--- Exercise data ---

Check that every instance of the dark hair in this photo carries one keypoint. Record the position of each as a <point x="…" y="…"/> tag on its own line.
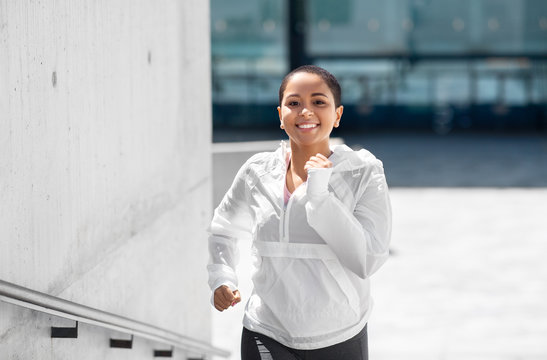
<point x="326" y="76"/>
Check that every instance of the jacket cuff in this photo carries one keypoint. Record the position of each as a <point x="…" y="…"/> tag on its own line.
<point x="230" y="284"/>
<point x="318" y="183"/>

--- What is required ---
Copy the records above word for word, leaving out the pictures.

--- Written answer ---
Check that every instance of the dark hair in this photo carries one keypoint. Record the position of each as a <point x="…" y="…"/> tag on its own line.
<point x="326" y="76"/>
Check that every instance of the jacket cuff in this photo carries one keypoint. Record the position of each as a <point x="…" y="…"/> tag on its own line.
<point x="230" y="284"/>
<point x="318" y="183"/>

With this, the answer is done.